-- SUPPLIED TEXT start --

Metaldyne gets required consents for 10%, 11% notes; acquisition by Asahi Tec expected Jan. 10

By Jennifer Chiou

New York, Dec. 4 - Metaldyne Corp. said it obtained consents from holders of a majority of its 10% senior notes due 2014 and 11% senior subordinated notes due 2012, allowing the company to proceed with its acquisition by Asahi Tech Corp, according to an 8-K filing with the Securities and Exchange Commission.

In result, the company executed supplemental indentures that will become operative with the completed acquisition.

Metaldyne said it mailed a definitive information statement/proxy statement to its common stockholders for the merger, adding that the merger is expected to be effected on Jan. 10.

On Dec. 4, the company received written consents form a majority of noteholders and thus launched a consent solicitation to allow holders to consent and receive consent payments.

Metaldyne said 10% noteholders will be paid a consent fee of $80.00 per $1,000 principal amount and 11% noteholders will receive $127.50 per $1,000 principal amount, without interest.

Metaldyne previously said it expects to pay roughly $48 million of consent fees to noteholders to obtain their consents.

On Nov. 28, the company announced Asahi Tec had reached an agreement in principal with committees representing noteholders.

As already reported, the company was seeking consents from holders of a majority of each series of notes to allow its acquisition by Asahi Tec and related transactions, to allow a distribution of shares of the common stock of subsidiary TriMas Corp. and to waive the change-of-control provisions and the obligation that the company offer to purchase the notes at 101% after the merger.

Other changes include making provisions for the pledge of collateral to secure the notes, provisions requiring that Metaldyne make an offer to purchase up to $25 million of senior notes at par following the merger and a requirement to reduce debt with up to $50 million of proceeds of equity issuances by Asahi Tec, which would be contributed to Metaldyne.

-- SUPPLIED TEXT end --
-- DATA SUPPLIED start --

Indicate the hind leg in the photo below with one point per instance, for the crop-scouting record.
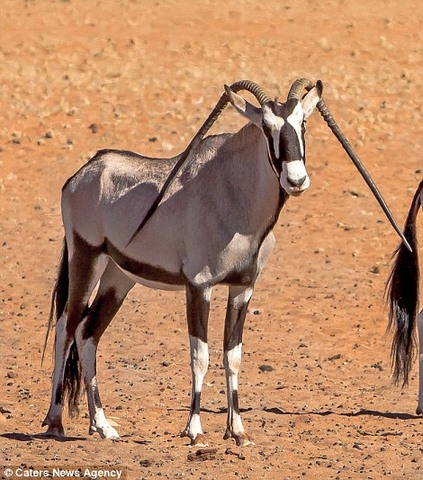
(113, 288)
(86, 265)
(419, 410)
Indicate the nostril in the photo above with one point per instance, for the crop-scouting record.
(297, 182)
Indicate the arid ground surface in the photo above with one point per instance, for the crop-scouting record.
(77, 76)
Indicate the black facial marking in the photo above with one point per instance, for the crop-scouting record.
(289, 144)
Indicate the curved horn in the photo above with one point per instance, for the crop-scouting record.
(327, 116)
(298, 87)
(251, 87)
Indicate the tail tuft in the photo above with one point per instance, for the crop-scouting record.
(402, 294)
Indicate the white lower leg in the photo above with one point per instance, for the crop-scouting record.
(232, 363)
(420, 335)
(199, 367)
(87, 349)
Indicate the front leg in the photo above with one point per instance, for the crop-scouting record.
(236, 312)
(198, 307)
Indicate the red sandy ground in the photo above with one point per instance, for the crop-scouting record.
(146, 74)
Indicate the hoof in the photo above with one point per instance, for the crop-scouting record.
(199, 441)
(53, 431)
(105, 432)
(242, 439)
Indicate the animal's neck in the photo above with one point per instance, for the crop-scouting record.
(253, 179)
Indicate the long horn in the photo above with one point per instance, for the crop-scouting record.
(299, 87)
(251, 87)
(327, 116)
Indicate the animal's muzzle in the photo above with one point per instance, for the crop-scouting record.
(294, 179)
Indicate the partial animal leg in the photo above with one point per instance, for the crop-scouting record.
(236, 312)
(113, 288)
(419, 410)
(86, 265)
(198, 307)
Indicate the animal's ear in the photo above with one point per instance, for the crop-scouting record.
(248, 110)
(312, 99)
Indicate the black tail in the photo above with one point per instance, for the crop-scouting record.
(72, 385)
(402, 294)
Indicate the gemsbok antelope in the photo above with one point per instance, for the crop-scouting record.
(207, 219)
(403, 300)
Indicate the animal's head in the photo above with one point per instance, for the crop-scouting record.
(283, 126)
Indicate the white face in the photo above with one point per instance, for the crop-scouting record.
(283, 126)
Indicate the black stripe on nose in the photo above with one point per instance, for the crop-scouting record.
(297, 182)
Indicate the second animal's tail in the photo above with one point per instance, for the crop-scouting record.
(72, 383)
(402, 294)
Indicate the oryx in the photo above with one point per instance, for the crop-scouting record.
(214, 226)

-- DATA SUPPLIED end --
-- DATA SUPPLIED start --

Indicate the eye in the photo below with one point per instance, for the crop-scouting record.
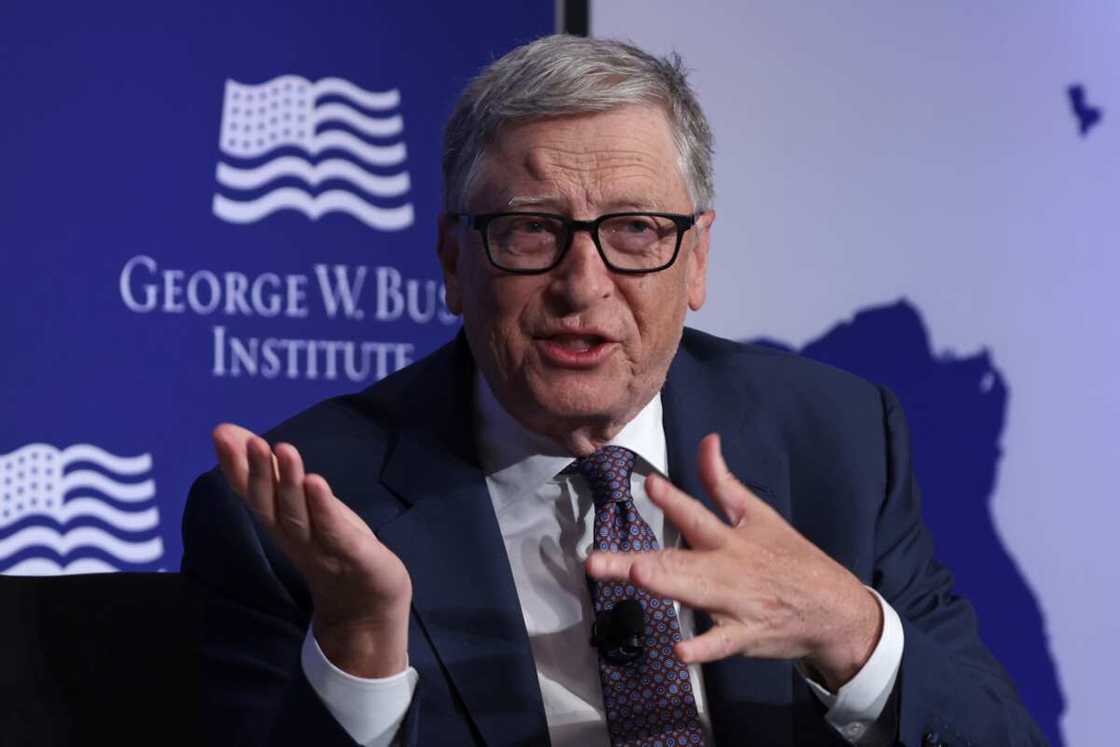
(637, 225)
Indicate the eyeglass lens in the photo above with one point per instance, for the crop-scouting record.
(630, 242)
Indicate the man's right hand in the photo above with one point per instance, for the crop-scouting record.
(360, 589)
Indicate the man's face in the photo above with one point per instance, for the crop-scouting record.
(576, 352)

-- DATA SUPPLIED end --
-- DATA SUPPLIED start --

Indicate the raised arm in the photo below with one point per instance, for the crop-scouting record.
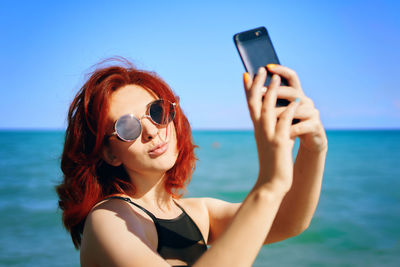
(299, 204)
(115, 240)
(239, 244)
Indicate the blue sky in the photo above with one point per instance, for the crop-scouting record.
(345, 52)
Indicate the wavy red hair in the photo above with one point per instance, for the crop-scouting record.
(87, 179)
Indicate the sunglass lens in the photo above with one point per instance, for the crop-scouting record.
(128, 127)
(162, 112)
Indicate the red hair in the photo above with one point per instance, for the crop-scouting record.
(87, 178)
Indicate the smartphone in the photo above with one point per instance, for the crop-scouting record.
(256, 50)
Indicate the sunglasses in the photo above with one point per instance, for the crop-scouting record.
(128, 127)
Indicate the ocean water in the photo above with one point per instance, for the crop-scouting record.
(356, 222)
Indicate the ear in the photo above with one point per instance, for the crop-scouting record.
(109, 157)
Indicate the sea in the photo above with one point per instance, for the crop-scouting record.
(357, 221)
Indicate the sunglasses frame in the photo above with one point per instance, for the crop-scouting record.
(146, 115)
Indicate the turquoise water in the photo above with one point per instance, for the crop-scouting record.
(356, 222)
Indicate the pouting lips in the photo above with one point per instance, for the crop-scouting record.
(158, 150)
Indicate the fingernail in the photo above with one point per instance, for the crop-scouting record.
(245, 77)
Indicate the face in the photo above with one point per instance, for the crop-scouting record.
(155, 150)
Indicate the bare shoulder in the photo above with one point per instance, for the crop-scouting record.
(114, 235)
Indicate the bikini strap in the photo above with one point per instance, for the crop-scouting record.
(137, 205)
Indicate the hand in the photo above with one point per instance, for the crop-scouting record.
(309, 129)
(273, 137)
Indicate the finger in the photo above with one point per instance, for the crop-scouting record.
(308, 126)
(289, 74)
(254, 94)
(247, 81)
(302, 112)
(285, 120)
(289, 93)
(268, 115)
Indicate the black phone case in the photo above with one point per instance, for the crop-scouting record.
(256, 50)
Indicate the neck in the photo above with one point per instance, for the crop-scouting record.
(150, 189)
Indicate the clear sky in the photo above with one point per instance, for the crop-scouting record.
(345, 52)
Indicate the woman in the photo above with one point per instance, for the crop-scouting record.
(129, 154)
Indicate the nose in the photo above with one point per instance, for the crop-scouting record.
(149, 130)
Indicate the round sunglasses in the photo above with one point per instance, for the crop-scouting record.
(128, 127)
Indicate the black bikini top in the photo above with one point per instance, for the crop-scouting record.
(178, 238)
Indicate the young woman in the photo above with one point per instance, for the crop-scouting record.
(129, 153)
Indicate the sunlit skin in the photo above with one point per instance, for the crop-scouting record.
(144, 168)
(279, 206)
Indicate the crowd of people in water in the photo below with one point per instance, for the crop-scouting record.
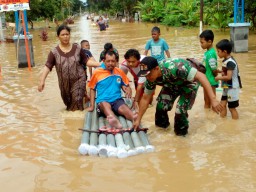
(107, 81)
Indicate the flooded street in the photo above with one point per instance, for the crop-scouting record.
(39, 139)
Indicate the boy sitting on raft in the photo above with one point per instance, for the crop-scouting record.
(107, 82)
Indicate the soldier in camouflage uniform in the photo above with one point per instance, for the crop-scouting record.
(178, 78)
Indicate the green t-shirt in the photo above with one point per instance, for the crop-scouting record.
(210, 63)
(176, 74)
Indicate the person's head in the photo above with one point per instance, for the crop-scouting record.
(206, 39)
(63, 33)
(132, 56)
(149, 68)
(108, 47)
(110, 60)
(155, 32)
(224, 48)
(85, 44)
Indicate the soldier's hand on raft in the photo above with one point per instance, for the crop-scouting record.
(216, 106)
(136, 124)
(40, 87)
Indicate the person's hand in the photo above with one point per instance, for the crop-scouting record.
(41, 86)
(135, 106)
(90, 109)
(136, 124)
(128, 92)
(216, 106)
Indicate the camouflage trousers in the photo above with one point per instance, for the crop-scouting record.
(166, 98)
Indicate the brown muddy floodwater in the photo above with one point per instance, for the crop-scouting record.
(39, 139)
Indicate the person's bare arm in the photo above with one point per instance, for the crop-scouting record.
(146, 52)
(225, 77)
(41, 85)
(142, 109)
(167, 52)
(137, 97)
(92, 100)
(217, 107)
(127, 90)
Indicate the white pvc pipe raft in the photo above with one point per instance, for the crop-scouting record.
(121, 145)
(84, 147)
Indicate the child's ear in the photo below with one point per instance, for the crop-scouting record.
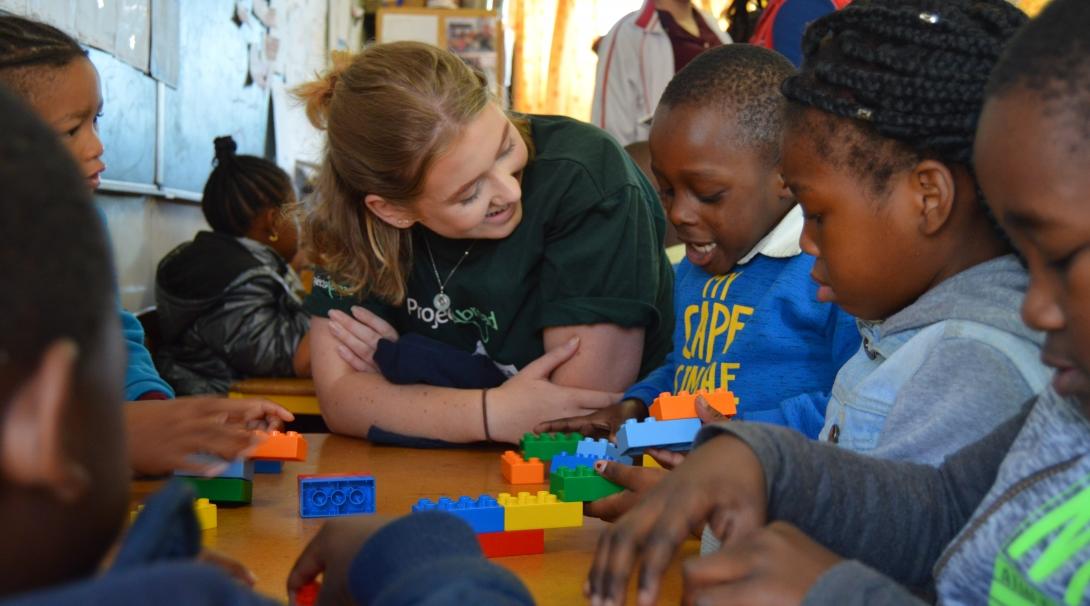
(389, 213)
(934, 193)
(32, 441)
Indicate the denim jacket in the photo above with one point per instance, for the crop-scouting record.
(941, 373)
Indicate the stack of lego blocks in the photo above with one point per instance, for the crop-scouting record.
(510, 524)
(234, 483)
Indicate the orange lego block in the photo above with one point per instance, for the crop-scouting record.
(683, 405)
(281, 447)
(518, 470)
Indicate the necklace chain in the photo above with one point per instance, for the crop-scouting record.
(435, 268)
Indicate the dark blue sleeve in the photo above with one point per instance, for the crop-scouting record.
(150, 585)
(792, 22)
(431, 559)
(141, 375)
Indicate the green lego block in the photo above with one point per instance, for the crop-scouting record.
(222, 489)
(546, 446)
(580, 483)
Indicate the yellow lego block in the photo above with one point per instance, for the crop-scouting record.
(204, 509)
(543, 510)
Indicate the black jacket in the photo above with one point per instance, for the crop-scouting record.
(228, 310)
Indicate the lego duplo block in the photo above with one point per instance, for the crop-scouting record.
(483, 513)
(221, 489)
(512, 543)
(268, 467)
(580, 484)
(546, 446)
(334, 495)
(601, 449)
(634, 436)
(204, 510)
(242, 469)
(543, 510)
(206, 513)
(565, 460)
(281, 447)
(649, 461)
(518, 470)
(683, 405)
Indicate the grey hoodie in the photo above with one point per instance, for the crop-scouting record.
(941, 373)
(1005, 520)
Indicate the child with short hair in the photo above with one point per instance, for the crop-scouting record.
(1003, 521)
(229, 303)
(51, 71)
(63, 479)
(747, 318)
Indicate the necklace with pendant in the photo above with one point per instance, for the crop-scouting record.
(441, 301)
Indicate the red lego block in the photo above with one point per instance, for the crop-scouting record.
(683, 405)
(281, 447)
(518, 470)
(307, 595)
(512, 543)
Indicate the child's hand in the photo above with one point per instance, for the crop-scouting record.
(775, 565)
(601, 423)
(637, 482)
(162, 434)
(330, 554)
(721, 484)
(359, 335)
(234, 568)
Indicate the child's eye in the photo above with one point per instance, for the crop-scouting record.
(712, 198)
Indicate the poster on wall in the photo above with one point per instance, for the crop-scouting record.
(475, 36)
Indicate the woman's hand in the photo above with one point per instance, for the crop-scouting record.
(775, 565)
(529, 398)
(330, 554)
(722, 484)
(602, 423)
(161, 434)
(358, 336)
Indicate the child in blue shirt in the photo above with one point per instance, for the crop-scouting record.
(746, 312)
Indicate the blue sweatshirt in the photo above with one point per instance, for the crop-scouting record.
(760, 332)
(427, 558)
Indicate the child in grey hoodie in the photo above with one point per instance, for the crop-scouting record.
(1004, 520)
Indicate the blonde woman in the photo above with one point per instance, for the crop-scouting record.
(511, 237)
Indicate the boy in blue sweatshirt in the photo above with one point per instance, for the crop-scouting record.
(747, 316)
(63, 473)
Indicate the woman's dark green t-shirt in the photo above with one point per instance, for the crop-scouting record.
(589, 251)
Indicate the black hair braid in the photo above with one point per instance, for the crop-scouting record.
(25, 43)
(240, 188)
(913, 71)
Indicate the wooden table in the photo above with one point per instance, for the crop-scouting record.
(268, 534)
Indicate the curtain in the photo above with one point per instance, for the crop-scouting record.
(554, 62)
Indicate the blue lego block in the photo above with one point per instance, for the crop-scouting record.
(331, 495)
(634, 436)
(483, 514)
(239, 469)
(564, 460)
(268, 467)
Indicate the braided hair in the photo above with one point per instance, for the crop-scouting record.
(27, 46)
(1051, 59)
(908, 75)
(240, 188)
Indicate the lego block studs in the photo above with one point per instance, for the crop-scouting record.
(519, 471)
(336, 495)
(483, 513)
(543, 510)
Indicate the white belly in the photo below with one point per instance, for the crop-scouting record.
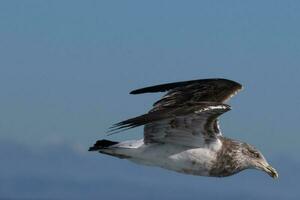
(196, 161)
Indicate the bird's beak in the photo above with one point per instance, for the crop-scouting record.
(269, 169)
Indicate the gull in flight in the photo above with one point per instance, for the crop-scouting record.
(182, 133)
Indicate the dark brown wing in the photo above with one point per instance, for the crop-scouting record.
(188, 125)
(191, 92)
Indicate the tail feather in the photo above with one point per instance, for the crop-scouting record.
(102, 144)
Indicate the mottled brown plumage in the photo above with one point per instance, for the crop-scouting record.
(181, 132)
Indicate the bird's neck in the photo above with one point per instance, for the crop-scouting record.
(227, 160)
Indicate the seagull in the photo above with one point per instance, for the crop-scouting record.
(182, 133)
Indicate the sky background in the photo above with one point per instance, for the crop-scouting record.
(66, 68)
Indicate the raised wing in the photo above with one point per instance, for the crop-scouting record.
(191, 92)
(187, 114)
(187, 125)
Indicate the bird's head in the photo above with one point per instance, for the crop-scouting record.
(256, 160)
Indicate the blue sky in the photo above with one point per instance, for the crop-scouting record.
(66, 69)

-- DATA SUPPLIED end --

* [WHAT TO DO]
a. Using the Metaldyne article, decide whether each statement agrees with it: (i) holders of the 10% notes will get a consent fee of $80.00 per $1,000 principal amount; (ii) the merger is expected to be effected on Dec. 4; (iii) after the merger, Metaldyne must offer to buy up to $50 million of senior notes at par. For each one, answer yes or no and quote the words from the article that settle it.
b. Carry the Metaldyne article on past its final sentence.

* [RESPONSE LIST]
a.
(i) Yes: "10% noteholders will be paid a consent fee of $80.00 per $1,000 principal amount"
(ii) No: "the merger is expected to be effected on Jan. 10"
(iii) No: "make an offer to purchase up to $25 million of senior notes at par following the merger"

b.
In addition, the anticipated interest rate on the new term loans to be incurred with the merger is expected to be below the maximum level in the agreement. Accordingly, the condition relating to corporate debt ratings and the new term loan costs is expected to be satisfied without a change in expected ratings or interest rate.

According to the filing, it is also expected that the new term loan will be increased by $15 million and that, consequently, revolver borrowings at closing will be reduced by a corresponding amount.

The original merger agreement was modified to delete the condition that a minimum amount of Metaldyne's 10% senior subordinated notes and 11% senior subordinated notes be tendered. Funds that were to be used for a tender offer are instead being used to reduce senior bank debt.

As previously announced, the modified merger agreement requires that bondholder consents be obtained on specified terms reflecting Asahi Tec's most recent position with the noteholder committees. In addition, an intercreditor agreement among a collateral agent for noteholders and an intercreditor agent for the senior bank lenders must be entered into on terms required by the senior lenders.

Metaldyne is a Plymouth, Mich., supplier of powertrain and chassis systems and components.